*TEXT*:
More than 5,000 fentanyl-laced counterfeit medication and several firearms have been seized from a home in Virginia.
The Prince William County Police Department tweeted, “DRUG SEIZURE: [PWCPD] and [DEAWashingtonDC] TF recently seized several firearms and over 5,000 suspected counterfeit fentanyl-laced Percocet pills known to be distributed in the area.”
The statement continues, “This is part of law enforcement’s ongoing joint effort to combat the opioid epidemic in the country.”
DRUG SEIZURE: #PWCPD & @DEAWashingtonDC TF recently seized several firearms and over 5,000 suspected counterfeit fentanyl-laced Percocet pills known to be distributed in the area. This is part of law enforcement's ongoing joint effort to combat the opioid epidemic in the country. pic.twitter.com/Nq1Hz48Asy
— Prince William County Police Department (@PWCPolice) May 4, 2022
According to The Washington Examiner, four individuals have been arrested and charged with intent to distribute a narcotic, possession of a firearm, receiving a stolen firearm, and possession with intent to distribute marijuana, as the outlet reported.
The seizure comes just weeks after the Biden administration sent its drug control strategy to Congress.
NBC News reported the 2022 National Drug Control Strategy is focused on addressing untreated addiction and drug trafficking.
“It’s time we treat addiction like any other disease. And at the same time, we are disrupting drug traffickers’ financial networks, supply chains, and delivery routes, including on the internet,” the president said in a statement.
Dr. Rahul Gupta, Director of the White House Office of National Drug Control Policy (ONDCP) explained Biden’s strategy “delivers on his Unity Agenda call to action to beat the overdose epidemic.”

*SET OF TASKS*:
a – Please transcribe the drug seizure article from "DRUG SEIZURE: #PWCPD" up to and including "and drug trafficking.".
b – Answer these questions using the drug seizure article:
(i) Which police department tweeted about the seizure?
(ii) According to The Washington Examiner, how many individuals were arrested and charged?
(iii) What position does Dr. Rahul Gupta hold?

*RAW DATA*:
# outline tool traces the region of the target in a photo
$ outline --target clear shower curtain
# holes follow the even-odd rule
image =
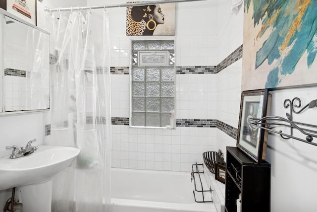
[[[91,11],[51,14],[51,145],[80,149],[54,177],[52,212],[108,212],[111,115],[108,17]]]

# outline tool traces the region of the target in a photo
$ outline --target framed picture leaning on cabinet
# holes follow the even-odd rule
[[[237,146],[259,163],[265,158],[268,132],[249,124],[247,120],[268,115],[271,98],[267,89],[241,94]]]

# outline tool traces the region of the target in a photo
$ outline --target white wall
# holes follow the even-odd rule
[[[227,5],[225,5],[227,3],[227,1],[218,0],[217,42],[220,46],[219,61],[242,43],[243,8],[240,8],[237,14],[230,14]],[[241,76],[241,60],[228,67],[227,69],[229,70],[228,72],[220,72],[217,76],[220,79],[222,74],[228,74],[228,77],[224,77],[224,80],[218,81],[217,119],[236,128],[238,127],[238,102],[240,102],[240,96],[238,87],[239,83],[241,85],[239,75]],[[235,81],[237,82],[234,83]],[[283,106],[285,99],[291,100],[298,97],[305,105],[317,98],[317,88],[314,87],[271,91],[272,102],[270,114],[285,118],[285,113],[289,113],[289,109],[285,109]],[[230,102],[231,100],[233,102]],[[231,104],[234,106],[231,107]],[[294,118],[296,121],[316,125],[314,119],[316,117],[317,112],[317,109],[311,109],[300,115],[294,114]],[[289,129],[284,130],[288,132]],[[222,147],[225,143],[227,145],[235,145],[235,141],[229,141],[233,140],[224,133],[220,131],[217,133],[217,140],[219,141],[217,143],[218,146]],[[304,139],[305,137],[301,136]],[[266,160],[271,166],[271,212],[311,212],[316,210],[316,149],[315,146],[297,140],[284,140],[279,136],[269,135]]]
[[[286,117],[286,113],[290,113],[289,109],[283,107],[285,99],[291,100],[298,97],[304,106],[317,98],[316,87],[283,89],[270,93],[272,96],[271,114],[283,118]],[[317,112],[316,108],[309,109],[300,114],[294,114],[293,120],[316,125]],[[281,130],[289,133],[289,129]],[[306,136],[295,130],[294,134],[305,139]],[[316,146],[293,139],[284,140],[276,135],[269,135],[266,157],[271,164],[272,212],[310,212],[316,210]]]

*RESPONSE LIST*:
a –
DRUG SEIZURE: #PWCPD & @DEAWashingtonDC TF recently seized several firearms and over 5,000 suspected counterfeit fentanyl-laced Percocet pills known to be distributed in the area. This is part of law enforcement's ongoing joint effort to combat the opioid epidemic in the country. pic.twitter.com/Nq1Hz48Asy
— Prince William County Police Department (@PWCPolice) May 4, 2022
According to The Washington Examiner, four individuals have been arrested and charged with intent to distribute a narcotic, possession of a firearm, receiving a stolen firearm, and possession with intent to distribute marijuana, as the outlet reported.
The seizure comes just weeks after the Biden administration sent its drug control strategy to Congress.
NBC News reported the 2022 National Drug Control Strategy is focused on addressing untreated addiction and drug trafficking.

b –
(i) The Prince William County Police Department
(ii) Four
(iii) Director of the White House Office of National Drug Control Policy (ONDCP)